Stated exercise: Render the lines from the one with "fog in the photo above." through the end of the records as a numbered list, skipping blank lines. Leave the pictures out of the answer.

Data for this task:
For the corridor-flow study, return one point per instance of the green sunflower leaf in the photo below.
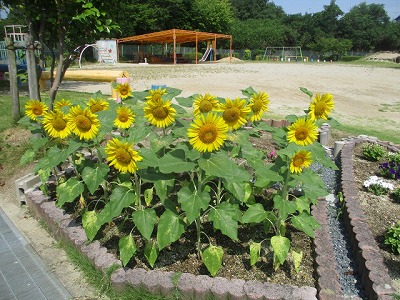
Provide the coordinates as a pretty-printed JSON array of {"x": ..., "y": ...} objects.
[
  {"x": 212, "y": 258},
  {"x": 68, "y": 191},
  {"x": 127, "y": 249},
  {"x": 93, "y": 177},
  {"x": 170, "y": 229}
]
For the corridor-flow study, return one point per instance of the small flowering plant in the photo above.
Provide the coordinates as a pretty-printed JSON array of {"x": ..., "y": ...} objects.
[
  {"x": 378, "y": 186},
  {"x": 159, "y": 165}
]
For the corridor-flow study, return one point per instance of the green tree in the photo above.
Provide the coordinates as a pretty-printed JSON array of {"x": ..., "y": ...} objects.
[
  {"x": 64, "y": 26},
  {"x": 365, "y": 25},
  {"x": 213, "y": 16},
  {"x": 258, "y": 34}
]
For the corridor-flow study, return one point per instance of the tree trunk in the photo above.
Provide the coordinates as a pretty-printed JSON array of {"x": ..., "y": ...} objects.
[{"x": 12, "y": 71}]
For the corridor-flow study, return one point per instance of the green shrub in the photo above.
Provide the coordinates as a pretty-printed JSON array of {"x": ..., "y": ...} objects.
[
  {"x": 373, "y": 152},
  {"x": 392, "y": 238}
]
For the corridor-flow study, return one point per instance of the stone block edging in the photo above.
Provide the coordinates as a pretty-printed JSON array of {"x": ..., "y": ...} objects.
[
  {"x": 374, "y": 274},
  {"x": 190, "y": 286}
]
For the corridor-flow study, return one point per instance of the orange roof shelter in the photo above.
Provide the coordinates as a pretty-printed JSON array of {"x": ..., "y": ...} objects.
[{"x": 179, "y": 36}]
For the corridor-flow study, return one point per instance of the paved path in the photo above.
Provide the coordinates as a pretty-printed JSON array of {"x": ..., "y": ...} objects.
[{"x": 23, "y": 274}]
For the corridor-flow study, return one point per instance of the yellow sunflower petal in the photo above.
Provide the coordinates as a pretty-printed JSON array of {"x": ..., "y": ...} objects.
[
  {"x": 83, "y": 122},
  {"x": 125, "y": 117},
  {"x": 55, "y": 124},
  {"x": 299, "y": 161},
  {"x": 205, "y": 104},
  {"x": 160, "y": 113},
  {"x": 122, "y": 156},
  {"x": 35, "y": 109},
  {"x": 207, "y": 132},
  {"x": 234, "y": 113}
]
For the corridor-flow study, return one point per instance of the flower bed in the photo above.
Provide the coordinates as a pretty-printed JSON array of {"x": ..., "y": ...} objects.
[{"x": 144, "y": 176}]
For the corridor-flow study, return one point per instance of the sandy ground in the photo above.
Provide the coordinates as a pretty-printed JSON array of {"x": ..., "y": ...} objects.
[{"x": 364, "y": 96}]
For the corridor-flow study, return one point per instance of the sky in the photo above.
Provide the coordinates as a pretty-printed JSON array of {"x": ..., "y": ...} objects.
[{"x": 392, "y": 7}]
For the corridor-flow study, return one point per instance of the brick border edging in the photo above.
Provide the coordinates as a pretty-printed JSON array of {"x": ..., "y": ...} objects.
[
  {"x": 190, "y": 286},
  {"x": 326, "y": 273},
  {"x": 374, "y": 274}
]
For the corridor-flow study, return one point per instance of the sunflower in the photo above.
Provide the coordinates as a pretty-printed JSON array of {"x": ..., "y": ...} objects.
[
  {"x": 302, "y": 132},
  {"x": 205, "y": 104},
  {"x": 207, "y": 132},
  {"x": 55, "y": 123},
  {"x": 234, "y": 112},
  {"x": 35, "y": 109},
  {"x": 321, "y": 107},
  {"x": 83, "y": 122},
  {"x": 155, "y": 95},
  {"x": 122, "y": 156},
  {"x": 125, "y": 117},
  {"x": 124, "y": 90},
  {"x": 96, "y": 105},
  {"x": 258, "y": 105},
  {"x": 62, "y": 103},
  {"x": 159, "y": 113},
  {"x": 299, "y": 161}
]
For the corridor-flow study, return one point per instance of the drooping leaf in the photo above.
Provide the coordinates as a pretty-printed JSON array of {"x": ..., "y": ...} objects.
[
  {"x": 212, "y": 258},
  {"x": 254, "y": 214},
  {"x": 68, "y": 191},
  {"x": 93, "y": 177},
  {"x": 175, "y": 164},
  {"x": 193, "y": 202},
  {"x": 27, "y": 157},
  {"x": 89, "y": 223},
  {"x": 297, "y": 258},
  {"x": 151, "y": 253},
  {"x": 145, "y": 221},
  {"x": 255, "y": 250},
  {"x": 281, "y": 247},
  {"x": 121, "y": 197},
  {"x": 148, "y": 196},
  {"x": 306, "y": 223},
  {"x": 170, "y": 229},
  {"x": 240, "y": 190},
  {"x": 220, "y": 165},
  {"x": 225, "y": 217},
  {"x": 127, "y": 249},
  {"x": 285, "y": 207}
]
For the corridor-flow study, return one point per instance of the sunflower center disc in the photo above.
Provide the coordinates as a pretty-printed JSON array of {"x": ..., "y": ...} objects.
[
  {"x": 96, "y": 107},
  {"x": 59, "y": 124},
  {"x": 83, "y": 123},
  {"x": 123, "y": 118},
  {"x": 301, "y": 134},
  {"x": 257, "y": 106},
  {"x": 320, "y": 108},
  {"x": 123, "y": 156},
  {"x": 231, "y": 114},
  {"x": 160, "y": 112},
  {"x": 205, "y": 106},
  {"x": 208, "y": 133}
]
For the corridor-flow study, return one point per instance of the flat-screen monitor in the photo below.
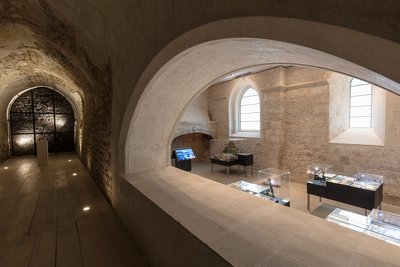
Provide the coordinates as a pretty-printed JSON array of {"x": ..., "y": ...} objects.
[{"x": 184, "y": 154}]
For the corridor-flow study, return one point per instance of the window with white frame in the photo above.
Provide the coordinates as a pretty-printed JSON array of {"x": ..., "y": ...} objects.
[
  {"x": 360, "y": 104},
  {"x": 249, "y": 112}
]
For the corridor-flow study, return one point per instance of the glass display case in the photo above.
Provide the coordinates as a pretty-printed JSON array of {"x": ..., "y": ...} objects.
[
  {"x": 380, "y": 224},
  {"x": 224, "y": 149},
  {"x": 277, "y": 183},
  {"x": 367, "y": 181},
  {"x": 318, "y": 173},
  {"x": 253, "y": 189}
]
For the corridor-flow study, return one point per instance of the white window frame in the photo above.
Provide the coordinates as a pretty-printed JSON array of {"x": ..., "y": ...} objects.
[
  {"x": 240, "y": 110},
  {"x": 358, "y": 96},
  {"x": 235, "y": 98}
]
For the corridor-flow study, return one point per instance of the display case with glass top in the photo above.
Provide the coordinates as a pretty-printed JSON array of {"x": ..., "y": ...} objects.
[
  {"x": 318, "y": 173},
  {"x": 277, "y": 183},
  {"x": 367, "y": 181},
  {"x": 364, "y": 190},
  {"x": 380, "y": 224}
]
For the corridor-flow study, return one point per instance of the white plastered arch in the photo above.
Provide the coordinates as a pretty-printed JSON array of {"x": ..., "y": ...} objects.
[{"x": 191, "y": 63}]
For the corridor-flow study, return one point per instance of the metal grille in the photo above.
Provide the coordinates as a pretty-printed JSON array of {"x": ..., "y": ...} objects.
[{"x": 42, "y": 113}]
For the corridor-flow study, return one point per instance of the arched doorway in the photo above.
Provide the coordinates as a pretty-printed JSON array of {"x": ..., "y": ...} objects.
[{"x": 41, "y": 113}]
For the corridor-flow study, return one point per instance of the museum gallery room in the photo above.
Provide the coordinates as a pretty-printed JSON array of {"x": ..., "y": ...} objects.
[{"x": 199, "y": 133}]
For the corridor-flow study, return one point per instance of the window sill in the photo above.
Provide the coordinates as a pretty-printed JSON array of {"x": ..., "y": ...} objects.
[
  {"x": 352, "y": 136},
  {"x": 245, "y": 135}
]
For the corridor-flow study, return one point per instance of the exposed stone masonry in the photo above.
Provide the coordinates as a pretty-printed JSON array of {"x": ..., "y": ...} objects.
[{"x": 295, "y": 128}]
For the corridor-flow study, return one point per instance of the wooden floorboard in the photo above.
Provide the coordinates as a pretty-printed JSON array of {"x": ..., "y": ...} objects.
[
  {"x": 42, "y": 222},
  {"x": 68, "y": 246},
  {"x": 19, "y": 221},
  {"x": 45, "y": 216},
  {"x": 96, "y": 244},
  {"x": 17, "y": 253},
  {"x": 44, "y": 249}
]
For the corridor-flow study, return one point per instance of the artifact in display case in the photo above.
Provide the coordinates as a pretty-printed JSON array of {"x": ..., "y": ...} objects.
[
  {"x": 253, "y": 189},
  {"x": 367, "y": 181},
  {"x": 227, "y": 153},
  {"x": 318, "y": 173},
  {"x": 224, "y": 150},
  {"x": 277, "y": 183},
  {"x": 379, "y": 224}
]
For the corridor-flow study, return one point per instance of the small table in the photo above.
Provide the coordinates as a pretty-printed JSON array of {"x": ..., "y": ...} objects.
[
  {"x": 244, "y": 159},
  {"x": 226, "y": 163}
]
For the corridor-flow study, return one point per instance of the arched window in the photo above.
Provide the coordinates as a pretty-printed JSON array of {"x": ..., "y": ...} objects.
[
  {"x": 249, "y": 111},
  {"x": 360, "y": 104}
]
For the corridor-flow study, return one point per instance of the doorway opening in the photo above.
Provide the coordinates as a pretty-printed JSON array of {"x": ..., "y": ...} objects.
[{"x": 41, "y": 113}]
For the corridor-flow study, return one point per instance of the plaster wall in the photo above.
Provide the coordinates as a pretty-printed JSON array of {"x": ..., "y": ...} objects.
[{"x": 295, "y": 126}]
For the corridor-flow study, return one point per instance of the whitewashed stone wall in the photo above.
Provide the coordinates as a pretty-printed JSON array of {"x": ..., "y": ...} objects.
[{"x": 295, "y": 127}]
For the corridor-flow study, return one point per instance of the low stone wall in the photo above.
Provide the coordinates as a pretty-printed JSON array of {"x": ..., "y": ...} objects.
[{"x": 295, "y": 128}]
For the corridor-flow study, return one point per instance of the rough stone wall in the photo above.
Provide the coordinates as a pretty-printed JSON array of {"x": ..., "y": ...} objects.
[
  {"x": 96, "y": 142},
  {"x": 295, "y": 128},
  {"x": 200, "y": 144}
]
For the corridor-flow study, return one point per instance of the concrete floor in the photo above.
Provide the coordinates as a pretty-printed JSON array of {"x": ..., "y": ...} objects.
[
  {"x": 43, "y": 221},
  {"x": 298, "y": 191}
]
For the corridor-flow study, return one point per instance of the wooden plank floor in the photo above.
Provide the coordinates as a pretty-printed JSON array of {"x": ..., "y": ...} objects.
[{"x": 42, "y": 221}]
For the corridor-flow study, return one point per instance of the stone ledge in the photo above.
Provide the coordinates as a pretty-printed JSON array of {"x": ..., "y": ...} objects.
[{"x": 245, "y": 230}]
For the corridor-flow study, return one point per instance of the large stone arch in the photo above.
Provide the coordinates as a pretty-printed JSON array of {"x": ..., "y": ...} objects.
[{"x": 193, "y": 61}]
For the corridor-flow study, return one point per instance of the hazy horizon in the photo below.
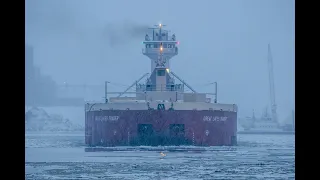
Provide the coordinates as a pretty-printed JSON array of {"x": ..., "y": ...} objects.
[{"x": 89, "y": 42}]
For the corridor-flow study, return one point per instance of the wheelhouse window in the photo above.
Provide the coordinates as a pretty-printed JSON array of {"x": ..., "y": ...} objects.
[{"x": 161, "y": 72}]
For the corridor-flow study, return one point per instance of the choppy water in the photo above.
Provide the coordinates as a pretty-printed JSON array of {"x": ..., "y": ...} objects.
[{"x": 62, "y": 156}]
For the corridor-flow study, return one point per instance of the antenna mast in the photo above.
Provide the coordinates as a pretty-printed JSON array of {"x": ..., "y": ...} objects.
[{"x": 272, "y": 88}]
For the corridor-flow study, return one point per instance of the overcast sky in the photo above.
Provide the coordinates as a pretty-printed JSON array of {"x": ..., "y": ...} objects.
[{"x": 90, "y": 41}]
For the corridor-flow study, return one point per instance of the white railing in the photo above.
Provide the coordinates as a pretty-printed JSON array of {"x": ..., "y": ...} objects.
[{"x": 157, "y": 50}]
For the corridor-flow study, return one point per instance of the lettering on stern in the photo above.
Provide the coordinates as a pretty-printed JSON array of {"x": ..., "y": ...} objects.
[
  {"x": 215, "y": 118},
  {"x": 107, "y": 118}
]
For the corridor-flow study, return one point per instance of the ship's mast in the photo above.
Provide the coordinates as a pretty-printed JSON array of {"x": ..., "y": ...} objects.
[
  {"x": 161, "y": 47},
  {"x": 271, "y": 85}
]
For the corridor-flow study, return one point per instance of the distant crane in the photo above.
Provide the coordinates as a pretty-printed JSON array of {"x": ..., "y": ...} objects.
[{"x": 272, "y": 88}]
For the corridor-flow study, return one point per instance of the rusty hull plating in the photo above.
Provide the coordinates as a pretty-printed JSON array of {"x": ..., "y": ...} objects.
[
  {"x": 161, "y": 112},
  {"x": 160, "y": 127}
]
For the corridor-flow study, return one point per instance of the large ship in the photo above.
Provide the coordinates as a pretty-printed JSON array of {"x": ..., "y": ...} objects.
[{"x": 160, "y": 112}]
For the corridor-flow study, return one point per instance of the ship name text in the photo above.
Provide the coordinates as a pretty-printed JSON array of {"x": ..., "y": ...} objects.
[
  {"x": 107, "y": 118},
  {"x": 214, "y": 118}
]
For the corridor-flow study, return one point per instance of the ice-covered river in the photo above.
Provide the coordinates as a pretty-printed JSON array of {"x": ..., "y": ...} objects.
[{"x": 63, "y": 156}]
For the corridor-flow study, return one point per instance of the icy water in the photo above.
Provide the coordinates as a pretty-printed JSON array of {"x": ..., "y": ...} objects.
[{"x": 63, "y": 156}]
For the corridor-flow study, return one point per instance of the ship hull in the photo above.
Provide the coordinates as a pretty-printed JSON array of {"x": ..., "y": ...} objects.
[
  {"x": 266, "y": 132},
  {"x": 160, "y": 127}
]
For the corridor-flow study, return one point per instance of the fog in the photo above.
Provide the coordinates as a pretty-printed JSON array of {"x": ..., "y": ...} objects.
[{"x": 91, "y": 41}]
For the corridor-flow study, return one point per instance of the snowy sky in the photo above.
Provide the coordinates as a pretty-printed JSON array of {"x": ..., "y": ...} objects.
[{"x": 90, "y": 41}]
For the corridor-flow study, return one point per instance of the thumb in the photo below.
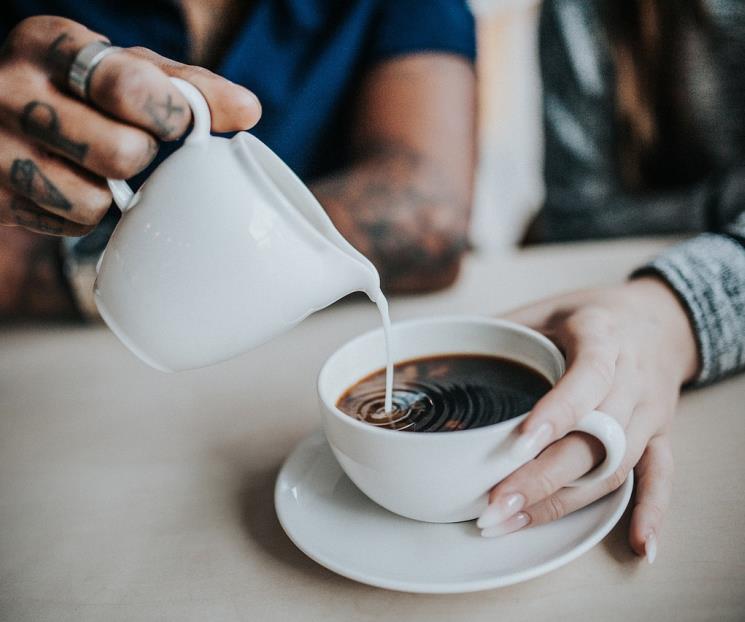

Response to this exercise:
1. For the corridor-flow study, return one point per instance of the fog in the photo above.
2. Provide the coordinates as a pretty-printed JSON array of {"x": ..., "y": ...} objects.
3. [{"x": 91, "y": 41}]
4. For the corridor-flow study, return one point per instance of the snowy sky in the photo above.
5. Provide the coordinates as a pretty-printed JSON array of {"x": ..., "y": ...} objects.
6. [{"x": 90, "y": 41}]
7. For the corridor-flow study, return one point per instance of the thumb in the photo below.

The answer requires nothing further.